#### EXERCISE INSTRUCTIONS
Transcribe the data underneath exactly, keeping every word in place.

[Stored dataset items]

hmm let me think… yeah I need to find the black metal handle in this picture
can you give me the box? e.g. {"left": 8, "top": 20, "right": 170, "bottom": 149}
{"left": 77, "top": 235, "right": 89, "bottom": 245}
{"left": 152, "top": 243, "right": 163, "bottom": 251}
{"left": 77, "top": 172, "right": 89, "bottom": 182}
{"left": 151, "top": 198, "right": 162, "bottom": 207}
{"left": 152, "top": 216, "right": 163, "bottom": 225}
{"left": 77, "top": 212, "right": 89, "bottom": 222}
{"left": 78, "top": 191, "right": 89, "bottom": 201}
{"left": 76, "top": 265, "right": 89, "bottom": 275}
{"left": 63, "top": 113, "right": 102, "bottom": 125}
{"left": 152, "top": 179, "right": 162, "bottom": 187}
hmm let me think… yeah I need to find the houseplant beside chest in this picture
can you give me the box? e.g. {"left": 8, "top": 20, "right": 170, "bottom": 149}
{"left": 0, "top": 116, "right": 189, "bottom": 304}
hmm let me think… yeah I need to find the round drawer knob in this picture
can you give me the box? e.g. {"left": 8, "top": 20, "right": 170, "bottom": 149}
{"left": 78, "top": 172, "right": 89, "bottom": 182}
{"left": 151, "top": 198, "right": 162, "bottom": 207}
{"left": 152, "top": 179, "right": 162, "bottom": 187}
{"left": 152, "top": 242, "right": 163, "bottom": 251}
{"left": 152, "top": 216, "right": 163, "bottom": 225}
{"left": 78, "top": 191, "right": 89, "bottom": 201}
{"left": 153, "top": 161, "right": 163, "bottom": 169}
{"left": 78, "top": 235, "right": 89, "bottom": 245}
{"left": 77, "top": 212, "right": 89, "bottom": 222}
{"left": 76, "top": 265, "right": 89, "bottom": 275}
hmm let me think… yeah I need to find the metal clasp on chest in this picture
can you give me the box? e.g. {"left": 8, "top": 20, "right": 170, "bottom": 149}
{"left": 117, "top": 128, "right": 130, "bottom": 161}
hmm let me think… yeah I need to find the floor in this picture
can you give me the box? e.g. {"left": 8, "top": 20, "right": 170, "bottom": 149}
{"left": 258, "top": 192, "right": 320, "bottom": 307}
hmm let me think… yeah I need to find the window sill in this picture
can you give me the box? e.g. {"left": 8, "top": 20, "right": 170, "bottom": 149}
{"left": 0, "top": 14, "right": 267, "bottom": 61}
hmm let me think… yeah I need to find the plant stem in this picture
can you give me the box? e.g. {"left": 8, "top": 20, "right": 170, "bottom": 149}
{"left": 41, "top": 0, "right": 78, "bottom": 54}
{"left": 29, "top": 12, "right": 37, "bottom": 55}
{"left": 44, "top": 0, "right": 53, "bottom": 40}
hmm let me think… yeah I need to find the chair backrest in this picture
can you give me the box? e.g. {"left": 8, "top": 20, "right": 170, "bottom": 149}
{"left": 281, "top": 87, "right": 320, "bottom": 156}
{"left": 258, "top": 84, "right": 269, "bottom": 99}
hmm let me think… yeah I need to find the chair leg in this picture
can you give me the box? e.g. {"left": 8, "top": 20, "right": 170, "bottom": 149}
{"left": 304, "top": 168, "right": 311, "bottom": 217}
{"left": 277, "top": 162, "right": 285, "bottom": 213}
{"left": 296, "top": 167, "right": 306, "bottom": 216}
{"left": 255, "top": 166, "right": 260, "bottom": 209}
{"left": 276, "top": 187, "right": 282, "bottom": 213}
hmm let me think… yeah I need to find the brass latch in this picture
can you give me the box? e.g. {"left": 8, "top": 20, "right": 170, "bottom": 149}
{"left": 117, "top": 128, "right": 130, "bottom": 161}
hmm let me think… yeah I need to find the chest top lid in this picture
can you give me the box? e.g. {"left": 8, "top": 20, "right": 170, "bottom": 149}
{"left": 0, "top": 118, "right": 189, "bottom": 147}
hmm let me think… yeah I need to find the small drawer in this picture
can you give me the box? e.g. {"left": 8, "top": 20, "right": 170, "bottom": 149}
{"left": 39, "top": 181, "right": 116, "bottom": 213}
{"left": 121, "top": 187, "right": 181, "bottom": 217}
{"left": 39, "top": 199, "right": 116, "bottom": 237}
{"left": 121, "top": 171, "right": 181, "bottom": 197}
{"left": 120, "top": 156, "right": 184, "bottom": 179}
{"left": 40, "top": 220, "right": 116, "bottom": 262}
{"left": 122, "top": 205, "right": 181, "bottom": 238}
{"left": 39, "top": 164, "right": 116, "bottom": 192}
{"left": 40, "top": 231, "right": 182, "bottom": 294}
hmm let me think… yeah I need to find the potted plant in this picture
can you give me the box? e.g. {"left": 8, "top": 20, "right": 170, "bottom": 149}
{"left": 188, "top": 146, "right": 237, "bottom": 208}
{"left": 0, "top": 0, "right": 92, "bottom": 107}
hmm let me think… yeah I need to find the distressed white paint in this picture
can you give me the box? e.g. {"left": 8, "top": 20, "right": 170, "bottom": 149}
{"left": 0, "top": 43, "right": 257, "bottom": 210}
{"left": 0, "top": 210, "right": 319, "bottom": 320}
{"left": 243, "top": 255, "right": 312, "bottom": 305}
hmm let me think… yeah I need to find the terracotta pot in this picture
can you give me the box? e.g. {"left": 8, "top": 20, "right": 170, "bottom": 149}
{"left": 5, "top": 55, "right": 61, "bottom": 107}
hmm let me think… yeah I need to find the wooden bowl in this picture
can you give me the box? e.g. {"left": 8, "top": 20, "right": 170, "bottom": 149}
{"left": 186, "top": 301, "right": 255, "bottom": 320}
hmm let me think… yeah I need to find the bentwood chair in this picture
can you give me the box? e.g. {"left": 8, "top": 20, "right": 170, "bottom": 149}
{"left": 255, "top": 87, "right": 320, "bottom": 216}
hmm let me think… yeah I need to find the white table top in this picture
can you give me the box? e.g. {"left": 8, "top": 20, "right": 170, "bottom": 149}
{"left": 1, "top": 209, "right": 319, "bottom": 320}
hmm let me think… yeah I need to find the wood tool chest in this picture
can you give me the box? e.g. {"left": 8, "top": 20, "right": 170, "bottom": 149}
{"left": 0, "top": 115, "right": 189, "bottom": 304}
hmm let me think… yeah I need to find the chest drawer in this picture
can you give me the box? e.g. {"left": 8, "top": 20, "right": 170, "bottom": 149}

#### ANSWER FOR THIS EXERCISE
hmm let me think… yeah I need to find the black metal handle in this picture
can you give me the box? e.g. {"left": 8, "top": 20, "right": 170, "bottom": 149}
{"left": 77, "top": 235, "right": 89, "bottom": 245}
{"left": 152, "top": 243, "right": 163, "bottom": 251}
{"left": 77, "top": 172, "right": 89, "bottom": 182}
{"left": 151, "top": 198, "right": 162, "bottom": 207}
{"left": 152, "top": 216, "right": 163, "bottom": 225}
{"left": 77, "top": 212, "right": 89, "bottom": 222}
{"left": 78, "top": 191, "right": 89, "bottom": 201}
{"left": 76, "top": 265, "right": 89, "bottom": 275}
{"left": 63, "top": 113, "right": 102, "bottom": 125}
{"left": 152, "top": 179, "right": 162, "bottom": 187}
hmm let me think… yeah I need to find the houseplant beside chest in this picture
can you give me the box? e.g. {"left": 8, "top": 20, "right": 170, "bottom": 149}
{"left": 0, "top": 116, "right": 189, "bottom": 304}
hmm let me think… yeah I need to find the round drawer knob in this picture
can you give me the box? e.g. {"left": 8, "top": 20, "right": 170, "bottom": 149}
{"left": 78, "top": 172, "right": 89, "bottom": 182}
{"left": 151, "top": 198, "right": 162, "bottom": 207}
{"left": 152, "top": 179, "right": 162, "bottom": 187}
{"left": 152, "top": 242, "right": 163, "bottom": 251}
{"left": 152, "top": 216, "right": 163, "bottom": 225}
{"left": 78, "top": 191, "right": 89, "bottom": 201}
{"left": 153, "top": 161, "right": 163, "bottom": 169}
{"left": 78, "top": 235, "right": 89, "bottom": 245}
{"left": 77, "top": 212, "right": 89, "bottom": 222}
{"left": 76, "top": 265, "right": 89, "bottom": 275}
hmm let me think… yeah I need to find the metal clasp on chest in this picture
can you give me the box? e.g. {"left": 8, "top": 20, "right": 170, "bottom": 149}
{"left": 117, "top": 128, "right": 130, "bottom": 161}
hmm let me think… yeah I need to find the floor in this picture
can you give me the box? e.g. {"left": 8, "top": 20, "right": 170, "bottom": 149}
{"left": 258, "top": 192, "right": 320, "bottom": 307}
hmm let me think… yeah I need to find the window sill in this picture
can you give me the box? e.g. {"left": 8, "top": 20, "right": 170, "bottom": 149}
{"left": 0, "top": 14, "right": 267, "bottom": 61}
hmm let me think… yeah I need to find the plant stem in this picture
can you give me the box? e.g. {"left": 8, "top": 20, "right": 170, "bottom": 149}
{"left": 41, "top": 0, "right": 78, "bottom": 54}
{"left": 29, "top": 12, "right": 37, "bottom": 55}
{"left": 44, "top": 0, "right": 53, "bottom": 40}
hmm let me think… yeah I need to find the chair backrest in this picture
can you give me the box? e.g. {"left": 8, "top": 20, "right": 170, "bottom": 149}
{"left": 281, "top": 87, "right": 320, "bottom": 156}
{"left": 258, "top": 84, "right": 269, "bottom": 99}
hmm let me think… yeah I need to find the chair leg in this picture
can you give me the box? e.g. {"left": 8, "top": 20, "right": 170, "bottom": 149}
{"left": 304, "top": 168, "right": 311, "bottom": 217}
{"left": 277, "top": 162, "right": 285, "bottom": 213}
{"left": 296, "top": 167, "right": 306, "bottom": 216}
{"left": 255, "top": 166, "right": 260, "bottom": 209}
{"left": 276, "top": 187, "right": 282, "bottom": 213}
hmm let me think… yeah I need to find the brass latch in this picture
can you give me the box? e.g. {"left": 8, "top": 20, "right": 170, "bottom": 149}
{"left": 117, "top": 128, "right": 130, "bottom": 161}
hmm let me think… yeah I need to find the chest top lid in this picture
can you give me the box? e.g. {"left": 8, "top": 20, "right": 170, "bottom": 149}
{"left": 0, "top": 118, "right": 189, "bottom": 147}
hmm let me think… yeah I need to find the small drawer in this picture
can you give me the box? e.g. {"left": 8, "top": 20, "right": 170, "bottom": 149}
{"left": 39, "top": 181, "right": 116, "bottom": 213}
{"left": 121, "top": 187, "right": 181, "bottom": 217}
{"left": 39, "top": 199, "right": 116, "bottom": 237}
{"left": 121, "top": 171, "right": 181, "bottom": 197}
{"left": 120, "top": 156, "right": 184, "bottom": 179}
{"left": 40, "top": 220, "right": 116, "bottom": 262}
{"left": 122, "top": 205, "right": 181, "bottom": 238}
{"left": 39, "top": 164, "right": 116, "bottom": 192}
{"left": 40, "top": 231, "right": 182, "bottom": 294}
hmm let me think… yeah I need to find the potted plant in this picture
can you give me the box? e.g. {"left": 8, "top": 20, "right": 170, "bottom": 149}
{"left": 188, "top": 146, "right": 237, "bottom": 208}
{"left": 0, "top": 0, "right": 92, "bottom": 107}
hmm let me think… yeah I need to find the distressed white paint in this picture
can you give me the box? e.g. {"left": 8, "top": 20, "right": 170, "bottom": 149}
{"left": 0, "top": 43, "right": 257, "bottom": 210}
{"left": 0, "top": 210, "right": 319, "bottom": 320}
{"left": 243, "top": 255, "right": 312, "bottom": 305}
hmm let me think… yeah I need to find the terracotta pot in this picture
can you give me the box? e.g. {"left": 8, "top": 20, "right": 170, "bottom": 149}
{"left": 5, "top": 55, "right": 61, "bottom": 107}
hmm let me think… yeah I need to find the wooden bowl in this picture
can you give me the box? e.g. {"left": 8, "top": 20, "right": 170, "bottom": 149}
{"left": 186, "top": 301, "right": 255, "bottom": 320}
hmm let me think… yeah I need to find the bentwood chair in this picture
can you give me the box? e.g. {"left": 8, "top": 20, "right": 170, "bottom": 149}
{"left": 255, "top": 87, "right": 320, "bottom": 216}
hmm let me think… yeah I need to find the white table top in this picture
can you give me the box? e.g. {"left": 8, "top": 20, "right": 170, "bottom": 149}
{"left": 1, "top": 209, "right": 319, "bottom": 320}
hmm let me think… yeah I need to find the wood tool chest in this picture
can you give me the box? e.g. {"left": 8, "top": 20, "right": 170, "bottom": 149}
{"left": 0, "top": 115, "right": 189, "bottom": 304}
hmm let me think… yeah I need to find the chest drawer in this picture
can you give me the box? e.g. {"left": 8, "top": 20, "right": 170, "bottom": 149}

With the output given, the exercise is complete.